Aim of the task → Count the lines in the following records that contain the string "below", treating uppercase and lowercase as different. Reply with the number alone.

Given data →
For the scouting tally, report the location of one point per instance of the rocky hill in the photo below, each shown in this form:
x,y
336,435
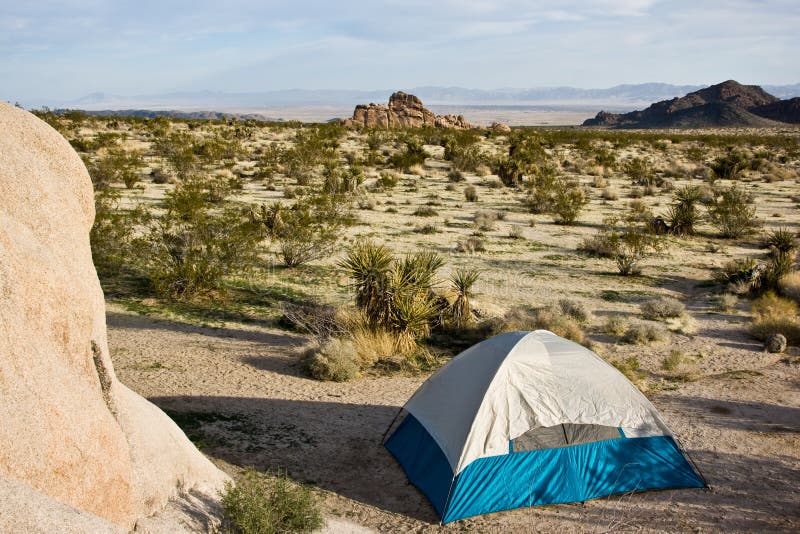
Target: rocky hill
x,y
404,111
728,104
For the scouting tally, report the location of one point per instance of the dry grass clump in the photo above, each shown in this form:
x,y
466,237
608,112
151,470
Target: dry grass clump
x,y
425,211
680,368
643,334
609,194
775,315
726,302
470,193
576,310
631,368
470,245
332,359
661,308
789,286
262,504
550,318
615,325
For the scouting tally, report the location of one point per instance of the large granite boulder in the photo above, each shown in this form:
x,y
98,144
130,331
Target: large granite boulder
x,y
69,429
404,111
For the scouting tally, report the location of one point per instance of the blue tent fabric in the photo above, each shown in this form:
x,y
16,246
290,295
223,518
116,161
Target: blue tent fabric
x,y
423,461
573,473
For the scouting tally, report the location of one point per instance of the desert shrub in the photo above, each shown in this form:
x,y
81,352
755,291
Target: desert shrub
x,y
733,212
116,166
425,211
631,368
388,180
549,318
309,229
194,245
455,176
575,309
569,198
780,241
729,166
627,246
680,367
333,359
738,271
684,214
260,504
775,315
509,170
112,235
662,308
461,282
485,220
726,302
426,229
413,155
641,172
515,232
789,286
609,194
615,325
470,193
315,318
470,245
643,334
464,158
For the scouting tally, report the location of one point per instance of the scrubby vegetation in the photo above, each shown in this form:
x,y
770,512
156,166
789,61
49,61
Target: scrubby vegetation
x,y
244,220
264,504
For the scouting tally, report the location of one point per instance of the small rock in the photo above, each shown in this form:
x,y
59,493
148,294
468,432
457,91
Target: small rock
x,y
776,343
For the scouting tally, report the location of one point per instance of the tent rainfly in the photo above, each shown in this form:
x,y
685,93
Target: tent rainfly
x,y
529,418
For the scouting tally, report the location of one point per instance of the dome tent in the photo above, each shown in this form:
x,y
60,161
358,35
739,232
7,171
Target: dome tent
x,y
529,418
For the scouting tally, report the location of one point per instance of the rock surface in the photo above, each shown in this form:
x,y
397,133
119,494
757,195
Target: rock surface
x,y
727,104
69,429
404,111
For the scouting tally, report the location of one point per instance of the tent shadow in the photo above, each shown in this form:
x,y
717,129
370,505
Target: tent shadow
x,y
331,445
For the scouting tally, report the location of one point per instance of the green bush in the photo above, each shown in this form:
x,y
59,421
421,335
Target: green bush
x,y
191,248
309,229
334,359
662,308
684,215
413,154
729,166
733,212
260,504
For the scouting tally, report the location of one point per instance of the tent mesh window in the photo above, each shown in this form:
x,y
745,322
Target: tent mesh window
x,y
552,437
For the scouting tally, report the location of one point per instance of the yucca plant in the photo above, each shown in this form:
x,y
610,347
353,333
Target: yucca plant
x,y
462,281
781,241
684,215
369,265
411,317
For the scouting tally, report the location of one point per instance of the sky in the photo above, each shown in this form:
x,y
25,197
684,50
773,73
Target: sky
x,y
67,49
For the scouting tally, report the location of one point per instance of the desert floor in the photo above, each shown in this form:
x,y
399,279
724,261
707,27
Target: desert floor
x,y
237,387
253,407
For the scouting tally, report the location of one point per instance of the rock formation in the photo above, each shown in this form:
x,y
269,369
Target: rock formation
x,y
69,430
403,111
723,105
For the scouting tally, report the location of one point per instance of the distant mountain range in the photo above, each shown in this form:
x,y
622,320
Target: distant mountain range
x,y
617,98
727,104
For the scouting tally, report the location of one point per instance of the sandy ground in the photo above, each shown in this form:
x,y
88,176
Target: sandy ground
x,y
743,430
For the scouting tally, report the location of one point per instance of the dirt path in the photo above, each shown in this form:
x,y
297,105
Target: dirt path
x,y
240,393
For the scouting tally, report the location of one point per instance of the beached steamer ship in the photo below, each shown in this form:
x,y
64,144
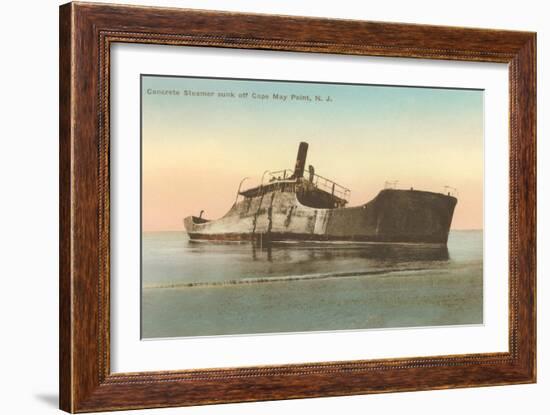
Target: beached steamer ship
---
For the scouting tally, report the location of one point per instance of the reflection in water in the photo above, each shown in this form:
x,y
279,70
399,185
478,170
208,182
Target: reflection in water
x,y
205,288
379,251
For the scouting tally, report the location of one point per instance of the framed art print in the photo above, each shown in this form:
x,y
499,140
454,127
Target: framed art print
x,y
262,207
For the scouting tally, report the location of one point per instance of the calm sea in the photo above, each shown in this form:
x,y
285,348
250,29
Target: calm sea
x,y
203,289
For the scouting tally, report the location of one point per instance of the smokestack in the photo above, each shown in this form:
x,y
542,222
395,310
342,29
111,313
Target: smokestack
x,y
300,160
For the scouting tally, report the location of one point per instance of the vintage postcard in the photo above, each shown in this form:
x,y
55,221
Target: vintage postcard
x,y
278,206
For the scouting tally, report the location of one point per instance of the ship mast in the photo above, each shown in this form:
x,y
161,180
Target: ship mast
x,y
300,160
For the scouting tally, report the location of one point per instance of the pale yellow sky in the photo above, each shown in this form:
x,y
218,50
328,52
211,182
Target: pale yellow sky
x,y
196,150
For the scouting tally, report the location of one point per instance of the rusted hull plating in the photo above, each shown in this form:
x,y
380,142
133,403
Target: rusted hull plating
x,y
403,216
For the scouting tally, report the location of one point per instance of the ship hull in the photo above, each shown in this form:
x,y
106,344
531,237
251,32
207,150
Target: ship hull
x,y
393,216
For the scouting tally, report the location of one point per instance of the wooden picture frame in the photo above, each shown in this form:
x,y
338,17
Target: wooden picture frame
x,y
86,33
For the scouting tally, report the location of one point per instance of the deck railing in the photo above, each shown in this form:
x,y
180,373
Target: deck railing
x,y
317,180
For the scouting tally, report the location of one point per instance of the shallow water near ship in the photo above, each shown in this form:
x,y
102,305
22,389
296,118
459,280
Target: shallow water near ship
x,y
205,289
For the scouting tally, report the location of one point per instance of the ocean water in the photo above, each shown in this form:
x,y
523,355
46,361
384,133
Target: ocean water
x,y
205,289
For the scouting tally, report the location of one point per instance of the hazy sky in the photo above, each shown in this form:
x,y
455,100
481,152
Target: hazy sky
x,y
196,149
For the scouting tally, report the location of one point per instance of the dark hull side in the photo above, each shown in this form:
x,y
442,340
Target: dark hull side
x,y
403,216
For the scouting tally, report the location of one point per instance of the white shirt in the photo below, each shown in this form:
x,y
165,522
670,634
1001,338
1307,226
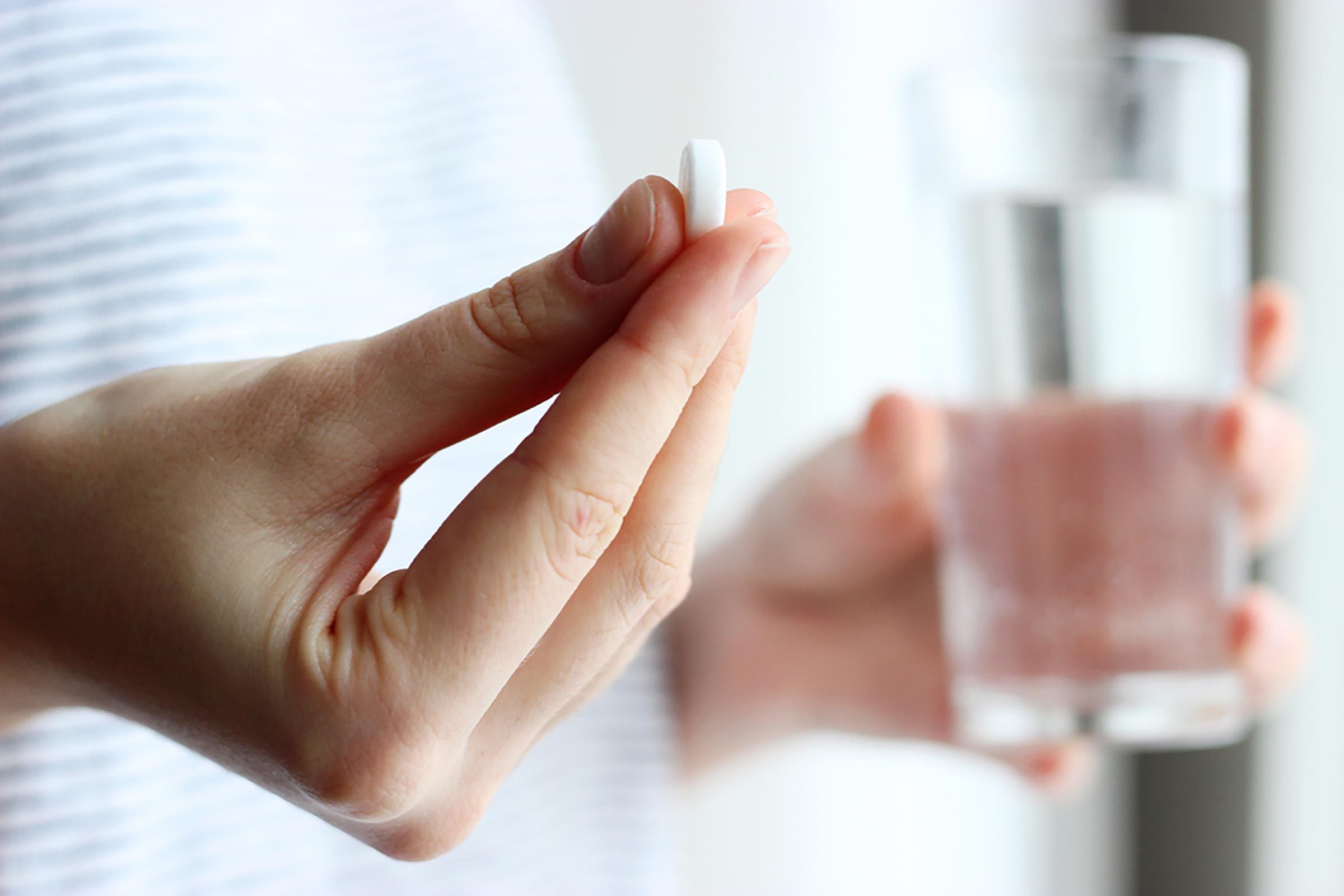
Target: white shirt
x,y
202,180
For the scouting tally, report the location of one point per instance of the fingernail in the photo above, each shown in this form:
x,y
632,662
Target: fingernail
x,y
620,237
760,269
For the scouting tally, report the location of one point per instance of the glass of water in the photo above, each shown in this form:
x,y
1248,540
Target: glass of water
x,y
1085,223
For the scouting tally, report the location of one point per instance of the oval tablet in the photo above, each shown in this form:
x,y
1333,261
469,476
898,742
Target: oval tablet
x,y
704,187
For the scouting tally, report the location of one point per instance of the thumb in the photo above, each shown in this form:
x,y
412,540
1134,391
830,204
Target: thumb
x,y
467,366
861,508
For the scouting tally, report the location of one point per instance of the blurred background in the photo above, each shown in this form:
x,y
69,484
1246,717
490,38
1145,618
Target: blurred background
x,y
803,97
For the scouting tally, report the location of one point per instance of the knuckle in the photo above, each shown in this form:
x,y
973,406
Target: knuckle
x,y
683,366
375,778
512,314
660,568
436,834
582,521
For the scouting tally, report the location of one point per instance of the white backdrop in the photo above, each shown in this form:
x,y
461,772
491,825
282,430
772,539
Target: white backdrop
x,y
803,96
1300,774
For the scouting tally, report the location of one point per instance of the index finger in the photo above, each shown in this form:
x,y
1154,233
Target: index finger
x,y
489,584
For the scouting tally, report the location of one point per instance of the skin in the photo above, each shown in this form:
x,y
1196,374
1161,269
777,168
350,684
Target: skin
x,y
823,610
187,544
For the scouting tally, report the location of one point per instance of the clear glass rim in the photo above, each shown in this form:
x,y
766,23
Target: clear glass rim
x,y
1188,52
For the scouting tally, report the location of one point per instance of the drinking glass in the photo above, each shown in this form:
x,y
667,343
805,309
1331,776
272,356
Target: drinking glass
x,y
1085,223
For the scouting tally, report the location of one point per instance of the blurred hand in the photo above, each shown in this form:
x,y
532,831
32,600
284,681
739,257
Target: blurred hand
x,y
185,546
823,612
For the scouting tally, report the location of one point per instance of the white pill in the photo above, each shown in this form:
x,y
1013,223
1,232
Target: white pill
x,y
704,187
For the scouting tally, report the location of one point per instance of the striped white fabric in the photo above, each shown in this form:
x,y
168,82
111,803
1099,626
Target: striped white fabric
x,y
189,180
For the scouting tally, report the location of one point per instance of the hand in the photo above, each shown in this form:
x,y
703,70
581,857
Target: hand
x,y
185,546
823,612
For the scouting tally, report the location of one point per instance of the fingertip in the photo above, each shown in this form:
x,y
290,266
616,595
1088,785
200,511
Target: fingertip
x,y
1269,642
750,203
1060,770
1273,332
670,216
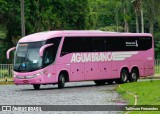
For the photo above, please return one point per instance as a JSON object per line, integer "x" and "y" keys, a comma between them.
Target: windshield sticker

Full answer → 3